#### [EXCERPT PROVIDED]
··········
TMEM43, also known as LUMA, is a transmembrane protein encoded by a highly conserved gene and widely expressed across species [2]. It has been implicated in various biological processes and diseases. TMEM43 is associated with pathways related to cardiac function, metabolism, and cancer development, and its study via genetic models can provide insights into its functions.

In mouse models, TMEM43 knockdown in hearts deteriorated LPS-induced cardiac injury and dysfunction, while overexpression alleviated these effects, suggesting it protects against sepsis-induced cardiac injury by inhibiting ferroptosis [1]. The Ser358Leu mutation of TMEM43 in mice led to hyper-activated nuclear factor κB (NF-κB) activation, driving the expression of pro-fibrotic gene TGFβ1, and enhancing downstream signals in arrhythmogenic right ventricular dysplasia/cardiomyopathy [3]. Additionally, Tmem43 S358L mutant mice displayed systolic dysfunction, arrhythmias, fibro-fatty infiltration in the heart, and abnormal intestinal phenotypes, with disrupted WNT-β-catenin and PPARG signaling [4].
··········
Image-grounded pointing data
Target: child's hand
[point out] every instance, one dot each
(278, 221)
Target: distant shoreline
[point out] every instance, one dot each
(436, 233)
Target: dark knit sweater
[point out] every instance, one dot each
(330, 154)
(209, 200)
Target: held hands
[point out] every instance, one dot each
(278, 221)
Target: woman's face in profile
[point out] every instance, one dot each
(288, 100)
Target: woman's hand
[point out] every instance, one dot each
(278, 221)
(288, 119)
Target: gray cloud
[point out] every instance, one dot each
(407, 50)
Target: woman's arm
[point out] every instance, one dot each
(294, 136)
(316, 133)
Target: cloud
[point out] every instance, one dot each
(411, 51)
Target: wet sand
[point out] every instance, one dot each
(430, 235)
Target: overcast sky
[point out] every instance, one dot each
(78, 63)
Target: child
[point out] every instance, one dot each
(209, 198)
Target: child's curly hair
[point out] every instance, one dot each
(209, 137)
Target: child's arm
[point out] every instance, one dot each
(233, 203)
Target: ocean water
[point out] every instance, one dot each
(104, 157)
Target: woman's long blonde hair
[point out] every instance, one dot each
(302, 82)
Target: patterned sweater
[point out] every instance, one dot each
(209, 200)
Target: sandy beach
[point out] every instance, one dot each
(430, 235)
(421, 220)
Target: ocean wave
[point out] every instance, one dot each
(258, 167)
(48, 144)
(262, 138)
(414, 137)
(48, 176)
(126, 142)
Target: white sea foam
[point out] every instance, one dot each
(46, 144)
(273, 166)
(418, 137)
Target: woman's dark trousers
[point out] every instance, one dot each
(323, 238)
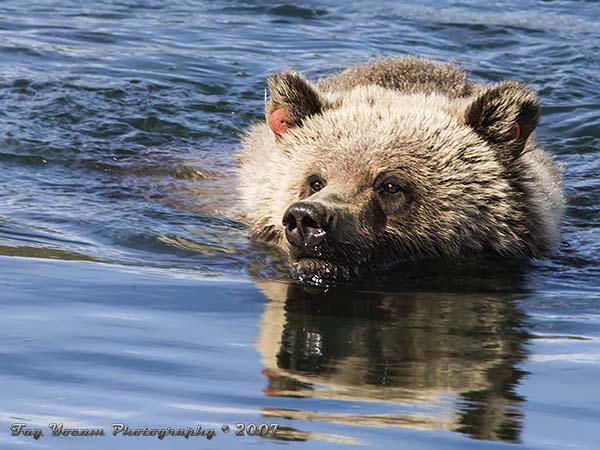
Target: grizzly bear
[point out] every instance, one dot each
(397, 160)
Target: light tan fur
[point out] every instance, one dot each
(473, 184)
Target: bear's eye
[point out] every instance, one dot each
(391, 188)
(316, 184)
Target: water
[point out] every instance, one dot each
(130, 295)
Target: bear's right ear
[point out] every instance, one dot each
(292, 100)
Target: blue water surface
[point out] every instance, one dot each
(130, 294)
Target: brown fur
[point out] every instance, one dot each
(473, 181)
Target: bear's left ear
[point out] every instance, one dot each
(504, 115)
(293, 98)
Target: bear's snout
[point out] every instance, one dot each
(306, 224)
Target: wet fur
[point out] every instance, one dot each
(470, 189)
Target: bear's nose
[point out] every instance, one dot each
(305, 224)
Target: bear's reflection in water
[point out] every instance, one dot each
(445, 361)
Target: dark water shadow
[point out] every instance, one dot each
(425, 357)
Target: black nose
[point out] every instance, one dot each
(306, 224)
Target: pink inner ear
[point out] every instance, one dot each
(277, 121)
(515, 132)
··········
#### [TASKS TO PERFORM]
A) Can you extract the part of the TMEM43 text between "In mouse models, TMEM43" and "PPARG signaling [4].", inclusive?
B) What comes next in the text on TMEM43 after its final sentence?
The data has no connection to the text on TMEM43.

#### [EXPECTED RESPONSES]
A)
In mouse models, TMEM43 knockdown in hearts deteriorated LPS-induced cardiac injury and dysfunction, while overexpression alleviated these effects, suggesting it protects against sepsis-induced cardiac injury by inhibiting ferroptosis [1]. The Ser358Leu mutation of TMEM43 in mice led to hyper-activated nuclear factor κB (NF-κB) activation, driving the expression of pro-fibrotic gene TGFβ1, and enhancing downstream signals in arrhythmogenic right ventricular dysplasia/cardiomyopathy [3]. Additionally, Tmem43 S358L mutant mice displayed systolic dysfunction, arrhythmias, fibro-fatty infiltration in the heart, and abnormal intestinal phenotypes, with disrupted WNT-β-catenin and PPARG signaling [4].

B)
In conclusion, TMEM43 plays a crucial role in maintaining cardiac and metabolic homeostasis. Mouse models, especially those with TMEM43 knockout or specific mutations, have revealed its significance in sepsis-induced cardiac injury and arrhythmogenic cardiomyopathy. These findings enhance our understanding of related disease mechanisms and may provide potential therapeutic targets.